## Materials provided
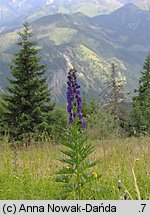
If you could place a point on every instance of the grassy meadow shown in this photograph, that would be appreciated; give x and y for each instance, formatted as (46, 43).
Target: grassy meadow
(29, 172)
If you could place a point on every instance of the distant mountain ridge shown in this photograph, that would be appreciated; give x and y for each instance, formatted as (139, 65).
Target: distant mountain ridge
(11, 11)
(91, 44)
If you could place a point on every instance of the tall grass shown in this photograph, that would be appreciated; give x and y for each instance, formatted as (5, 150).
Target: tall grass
(28, 173)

## Work to complete
The answer should be the complete listing, set down exactly, without pictures.

## Exercise answer
If you could place a point on every instance of the grassy meadow shown in this photograph, that would be appreciated; give x and y for each instance, formatted as (46, 43).
Target: grassy meadow
(29, 172)
If you could place a point on every instance of the distant mountain ridge shown in this photograph, that would be appreciated; give x and y for each instance, formatted as (139, 65).
Target: distant mountain ridge
(11, 11)
(91, 44)
If you could place a point on every instance of the tall grass shown in this photograph, that would be appreciated; give x and y for each instance, formatted as (5, 150).
Target: tall grass
(28, 173)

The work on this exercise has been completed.